## THE REQUEST
Output, without any change, the lines between the line containing "Each instance receives one keypoint. Tag the wooden post" and the line containing "<point>563,363</point>", including both of those lines.

─── PROVIDED DATA ───

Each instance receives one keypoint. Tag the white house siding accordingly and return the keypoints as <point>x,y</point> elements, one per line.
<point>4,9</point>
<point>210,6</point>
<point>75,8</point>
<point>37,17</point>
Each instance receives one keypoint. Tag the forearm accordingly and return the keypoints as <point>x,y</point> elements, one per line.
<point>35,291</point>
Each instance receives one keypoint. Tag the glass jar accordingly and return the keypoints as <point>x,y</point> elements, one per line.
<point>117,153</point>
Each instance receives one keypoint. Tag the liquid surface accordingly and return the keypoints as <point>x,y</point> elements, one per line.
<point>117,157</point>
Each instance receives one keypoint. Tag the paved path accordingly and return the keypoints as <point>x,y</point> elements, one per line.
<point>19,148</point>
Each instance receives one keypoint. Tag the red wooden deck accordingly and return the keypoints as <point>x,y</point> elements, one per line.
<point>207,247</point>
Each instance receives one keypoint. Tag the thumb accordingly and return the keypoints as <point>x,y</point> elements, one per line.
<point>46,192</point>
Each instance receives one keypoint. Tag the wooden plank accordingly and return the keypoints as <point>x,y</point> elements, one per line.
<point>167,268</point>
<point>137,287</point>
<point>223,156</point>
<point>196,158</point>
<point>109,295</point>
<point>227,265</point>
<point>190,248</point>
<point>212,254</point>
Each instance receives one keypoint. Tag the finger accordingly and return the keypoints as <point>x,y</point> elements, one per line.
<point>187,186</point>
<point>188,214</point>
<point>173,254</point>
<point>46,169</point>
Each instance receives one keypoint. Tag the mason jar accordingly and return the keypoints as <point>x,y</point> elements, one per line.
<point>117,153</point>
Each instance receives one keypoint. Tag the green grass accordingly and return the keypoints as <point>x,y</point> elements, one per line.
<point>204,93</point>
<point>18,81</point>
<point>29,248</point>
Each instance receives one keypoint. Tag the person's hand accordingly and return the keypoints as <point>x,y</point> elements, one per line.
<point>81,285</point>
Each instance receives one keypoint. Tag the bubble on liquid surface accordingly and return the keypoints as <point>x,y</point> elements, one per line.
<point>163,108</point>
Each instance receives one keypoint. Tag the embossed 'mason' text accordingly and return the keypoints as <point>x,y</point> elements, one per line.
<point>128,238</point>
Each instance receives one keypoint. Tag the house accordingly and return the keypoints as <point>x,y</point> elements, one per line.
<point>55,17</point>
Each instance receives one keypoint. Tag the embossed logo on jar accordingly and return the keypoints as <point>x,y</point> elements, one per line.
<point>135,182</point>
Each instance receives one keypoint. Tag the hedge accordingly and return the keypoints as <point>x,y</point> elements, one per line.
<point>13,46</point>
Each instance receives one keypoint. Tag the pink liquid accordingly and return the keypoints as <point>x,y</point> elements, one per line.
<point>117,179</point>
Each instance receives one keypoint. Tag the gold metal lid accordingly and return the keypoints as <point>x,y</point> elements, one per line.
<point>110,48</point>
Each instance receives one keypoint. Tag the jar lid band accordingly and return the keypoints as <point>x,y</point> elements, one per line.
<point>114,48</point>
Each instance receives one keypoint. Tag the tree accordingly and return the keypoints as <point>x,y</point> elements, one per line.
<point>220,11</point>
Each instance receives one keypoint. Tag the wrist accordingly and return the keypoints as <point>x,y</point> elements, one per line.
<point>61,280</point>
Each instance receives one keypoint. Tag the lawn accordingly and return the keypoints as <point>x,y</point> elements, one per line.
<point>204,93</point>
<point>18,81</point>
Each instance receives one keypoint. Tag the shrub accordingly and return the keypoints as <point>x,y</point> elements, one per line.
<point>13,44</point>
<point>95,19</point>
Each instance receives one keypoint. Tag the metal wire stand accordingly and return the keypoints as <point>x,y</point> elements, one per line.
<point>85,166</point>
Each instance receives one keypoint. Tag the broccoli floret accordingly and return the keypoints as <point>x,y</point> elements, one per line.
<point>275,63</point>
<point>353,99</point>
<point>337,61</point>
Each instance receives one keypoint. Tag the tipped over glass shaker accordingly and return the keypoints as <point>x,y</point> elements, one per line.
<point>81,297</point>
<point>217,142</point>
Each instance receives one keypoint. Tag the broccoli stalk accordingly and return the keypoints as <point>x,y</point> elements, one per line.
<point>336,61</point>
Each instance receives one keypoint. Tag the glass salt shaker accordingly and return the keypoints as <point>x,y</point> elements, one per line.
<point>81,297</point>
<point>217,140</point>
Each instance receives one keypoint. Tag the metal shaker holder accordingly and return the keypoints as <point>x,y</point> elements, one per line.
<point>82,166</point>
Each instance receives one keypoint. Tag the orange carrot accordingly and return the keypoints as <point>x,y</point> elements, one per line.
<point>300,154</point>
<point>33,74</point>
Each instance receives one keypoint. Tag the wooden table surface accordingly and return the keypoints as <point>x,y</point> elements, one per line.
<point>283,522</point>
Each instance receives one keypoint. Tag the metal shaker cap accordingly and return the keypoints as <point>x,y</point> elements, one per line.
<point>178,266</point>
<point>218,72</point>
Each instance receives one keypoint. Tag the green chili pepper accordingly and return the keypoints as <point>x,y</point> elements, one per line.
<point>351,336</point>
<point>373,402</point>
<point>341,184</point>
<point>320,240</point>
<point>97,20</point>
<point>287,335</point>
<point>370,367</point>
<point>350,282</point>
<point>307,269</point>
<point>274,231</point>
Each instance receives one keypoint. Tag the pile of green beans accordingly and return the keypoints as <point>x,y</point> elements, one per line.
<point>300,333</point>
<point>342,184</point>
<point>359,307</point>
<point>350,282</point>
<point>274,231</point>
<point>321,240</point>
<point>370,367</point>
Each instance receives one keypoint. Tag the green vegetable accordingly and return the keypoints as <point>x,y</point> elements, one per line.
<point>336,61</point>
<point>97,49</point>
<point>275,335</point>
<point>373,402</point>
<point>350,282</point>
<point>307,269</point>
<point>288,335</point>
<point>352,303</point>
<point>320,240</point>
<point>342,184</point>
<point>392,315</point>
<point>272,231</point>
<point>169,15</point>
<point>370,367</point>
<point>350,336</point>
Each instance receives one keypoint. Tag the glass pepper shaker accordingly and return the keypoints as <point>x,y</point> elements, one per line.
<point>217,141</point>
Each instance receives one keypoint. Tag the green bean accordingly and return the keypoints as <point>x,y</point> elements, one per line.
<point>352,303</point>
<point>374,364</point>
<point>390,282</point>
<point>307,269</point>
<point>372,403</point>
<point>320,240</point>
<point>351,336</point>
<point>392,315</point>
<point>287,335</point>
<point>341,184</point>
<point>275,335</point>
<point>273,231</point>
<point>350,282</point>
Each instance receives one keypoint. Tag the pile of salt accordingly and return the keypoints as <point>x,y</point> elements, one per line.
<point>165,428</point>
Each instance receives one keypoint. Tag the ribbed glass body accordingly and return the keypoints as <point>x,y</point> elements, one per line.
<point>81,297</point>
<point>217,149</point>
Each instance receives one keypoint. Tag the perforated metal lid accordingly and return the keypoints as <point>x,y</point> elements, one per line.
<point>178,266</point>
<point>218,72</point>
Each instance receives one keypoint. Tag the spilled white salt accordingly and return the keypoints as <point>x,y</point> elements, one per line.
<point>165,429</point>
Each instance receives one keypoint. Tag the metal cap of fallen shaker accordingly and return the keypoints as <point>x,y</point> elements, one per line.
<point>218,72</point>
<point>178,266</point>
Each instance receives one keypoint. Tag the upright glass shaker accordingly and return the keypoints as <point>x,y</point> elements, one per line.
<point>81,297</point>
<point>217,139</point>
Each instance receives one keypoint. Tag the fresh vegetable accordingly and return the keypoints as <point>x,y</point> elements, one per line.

───
─── PROVIDED DATA ───

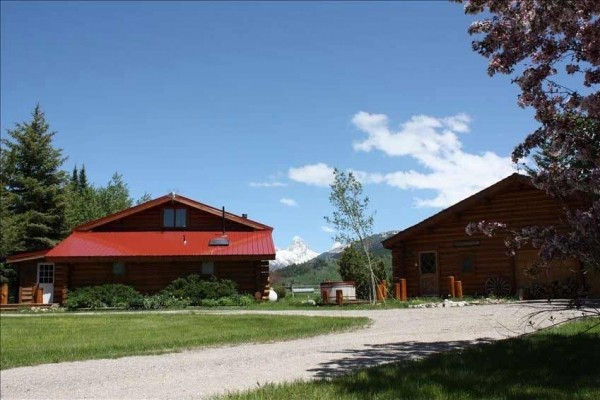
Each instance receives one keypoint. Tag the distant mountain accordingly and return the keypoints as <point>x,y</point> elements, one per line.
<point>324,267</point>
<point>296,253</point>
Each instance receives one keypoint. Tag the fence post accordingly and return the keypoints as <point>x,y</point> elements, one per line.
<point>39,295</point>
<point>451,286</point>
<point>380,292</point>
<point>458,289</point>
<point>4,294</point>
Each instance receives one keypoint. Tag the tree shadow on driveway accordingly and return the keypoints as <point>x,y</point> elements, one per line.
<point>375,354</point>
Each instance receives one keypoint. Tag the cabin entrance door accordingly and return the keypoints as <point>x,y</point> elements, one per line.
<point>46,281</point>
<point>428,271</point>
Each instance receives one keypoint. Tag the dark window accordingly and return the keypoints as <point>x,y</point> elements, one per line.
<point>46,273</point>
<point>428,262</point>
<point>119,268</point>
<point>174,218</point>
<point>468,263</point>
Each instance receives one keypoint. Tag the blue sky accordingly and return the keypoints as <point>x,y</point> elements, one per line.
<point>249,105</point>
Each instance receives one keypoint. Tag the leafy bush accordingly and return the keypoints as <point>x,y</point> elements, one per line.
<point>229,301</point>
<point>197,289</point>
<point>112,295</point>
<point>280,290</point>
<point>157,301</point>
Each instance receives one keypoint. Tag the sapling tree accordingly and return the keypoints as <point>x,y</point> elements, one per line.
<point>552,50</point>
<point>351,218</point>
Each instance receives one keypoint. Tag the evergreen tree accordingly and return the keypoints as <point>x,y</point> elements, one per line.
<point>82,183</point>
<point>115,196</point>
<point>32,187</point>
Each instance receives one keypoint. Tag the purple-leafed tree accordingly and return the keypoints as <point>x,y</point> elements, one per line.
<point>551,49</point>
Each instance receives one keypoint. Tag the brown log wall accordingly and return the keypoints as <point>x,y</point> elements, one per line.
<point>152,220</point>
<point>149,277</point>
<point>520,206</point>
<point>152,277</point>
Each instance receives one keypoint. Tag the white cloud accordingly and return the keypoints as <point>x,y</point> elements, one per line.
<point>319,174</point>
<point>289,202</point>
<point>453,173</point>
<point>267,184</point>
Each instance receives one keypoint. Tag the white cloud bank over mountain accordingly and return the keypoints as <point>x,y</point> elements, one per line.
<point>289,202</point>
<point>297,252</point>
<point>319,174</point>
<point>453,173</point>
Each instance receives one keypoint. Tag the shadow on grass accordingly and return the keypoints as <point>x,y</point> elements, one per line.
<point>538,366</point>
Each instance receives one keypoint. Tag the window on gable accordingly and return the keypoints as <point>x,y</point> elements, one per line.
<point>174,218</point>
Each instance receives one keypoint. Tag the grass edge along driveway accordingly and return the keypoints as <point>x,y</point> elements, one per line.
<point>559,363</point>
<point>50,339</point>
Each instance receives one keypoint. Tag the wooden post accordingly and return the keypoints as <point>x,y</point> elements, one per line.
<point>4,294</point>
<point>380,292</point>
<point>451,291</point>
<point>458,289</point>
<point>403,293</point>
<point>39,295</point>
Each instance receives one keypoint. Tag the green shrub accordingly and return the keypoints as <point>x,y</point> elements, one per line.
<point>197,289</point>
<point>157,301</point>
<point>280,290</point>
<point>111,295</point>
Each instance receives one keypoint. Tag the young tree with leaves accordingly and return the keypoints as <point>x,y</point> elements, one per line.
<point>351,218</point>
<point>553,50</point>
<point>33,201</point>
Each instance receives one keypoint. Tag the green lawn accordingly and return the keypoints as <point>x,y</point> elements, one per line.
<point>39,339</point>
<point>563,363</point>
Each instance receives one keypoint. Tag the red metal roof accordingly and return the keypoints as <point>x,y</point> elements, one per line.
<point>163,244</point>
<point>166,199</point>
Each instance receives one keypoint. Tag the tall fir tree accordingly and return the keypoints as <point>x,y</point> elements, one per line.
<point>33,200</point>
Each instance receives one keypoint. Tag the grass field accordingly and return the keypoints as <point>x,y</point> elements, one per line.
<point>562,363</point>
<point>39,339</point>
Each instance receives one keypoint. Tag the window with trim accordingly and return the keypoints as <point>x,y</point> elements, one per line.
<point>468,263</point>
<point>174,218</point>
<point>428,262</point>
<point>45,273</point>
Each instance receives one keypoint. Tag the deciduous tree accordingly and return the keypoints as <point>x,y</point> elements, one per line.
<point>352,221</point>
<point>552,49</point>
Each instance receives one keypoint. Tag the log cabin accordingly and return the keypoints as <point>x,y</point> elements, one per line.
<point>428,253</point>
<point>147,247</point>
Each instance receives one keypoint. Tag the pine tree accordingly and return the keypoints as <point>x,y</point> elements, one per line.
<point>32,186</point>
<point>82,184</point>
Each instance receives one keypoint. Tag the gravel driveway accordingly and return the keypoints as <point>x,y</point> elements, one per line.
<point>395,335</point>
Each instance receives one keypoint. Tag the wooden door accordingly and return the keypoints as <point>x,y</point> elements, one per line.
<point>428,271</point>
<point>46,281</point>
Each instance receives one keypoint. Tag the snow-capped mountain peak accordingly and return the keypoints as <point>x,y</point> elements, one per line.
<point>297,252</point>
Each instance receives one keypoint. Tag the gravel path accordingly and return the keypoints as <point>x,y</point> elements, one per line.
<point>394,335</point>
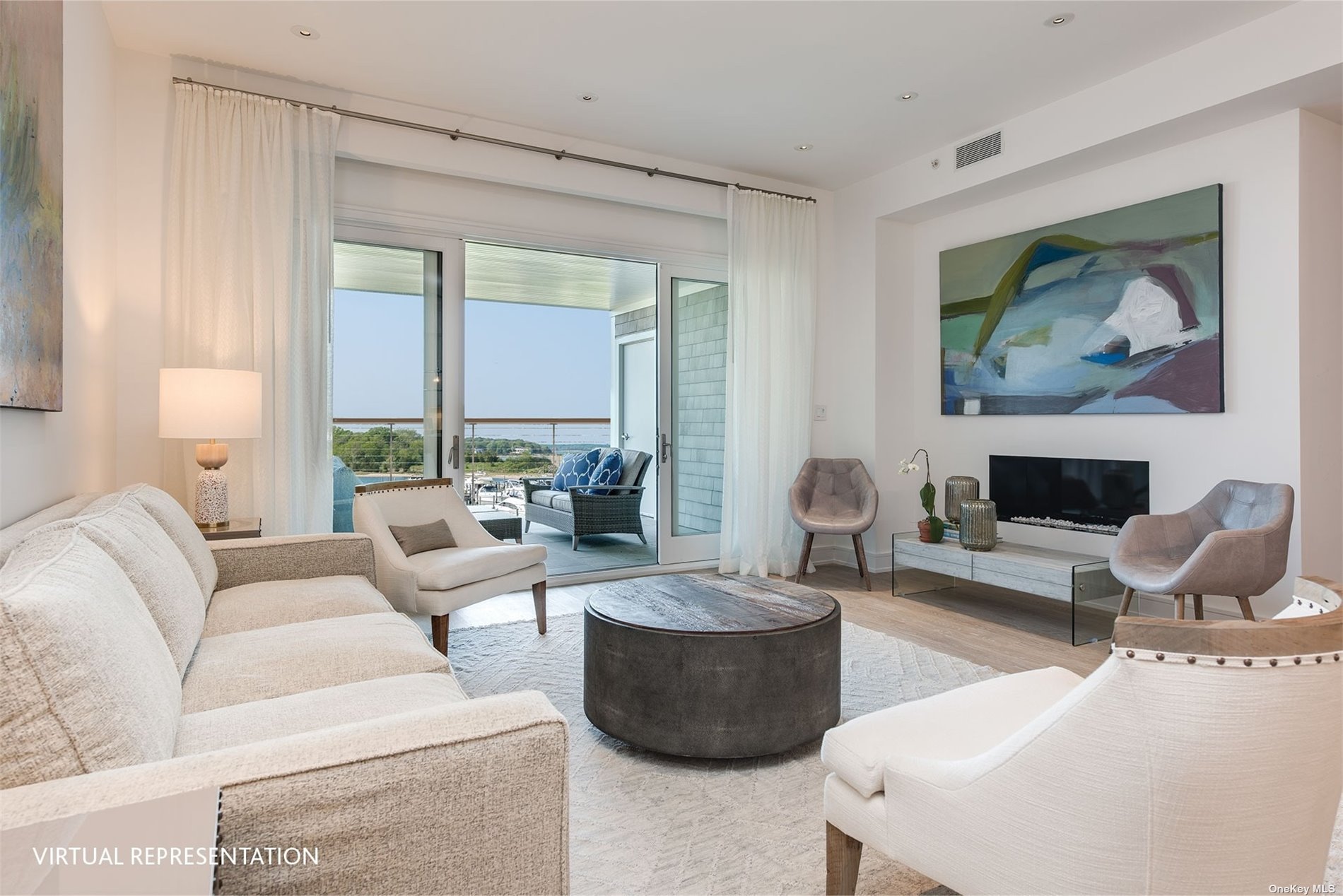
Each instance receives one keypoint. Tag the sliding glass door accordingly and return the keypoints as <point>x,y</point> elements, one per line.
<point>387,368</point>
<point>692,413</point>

───

## WRITTEN RESPONSE
Each instance receives one keypoint. Tag the wooden post accordingly and return the keypoints as <point>x,y</point> elements, one per line.
<point>4,294</point>
<point>380,292</point>
<point>451,291</point>
<point>458,289</point>
<point>403,293</point>
<point>39,295</point>
Each instance receives one keypoint. Tag the green shrub accordingly and return the keypoints as <point>x,y</point> elements, one per line.
<point>197,289</point>
<point>157,301</point>
<point>280,290</point>
<point>111,295</point>
Each instance receives one keypoint. Tag the young tree with leaves accordingly and return the keypoints as <point>x,y</point> elements, one per line.
<point>351,218</point>
<point>553,50</point>
<point>33,201</point>
Each instance receives one keypoint. Tag the green lawn accordingly and return the keypoints as <point>x,y</point> elements, one per line.
<point>39,339</point>
<point>563,363</point>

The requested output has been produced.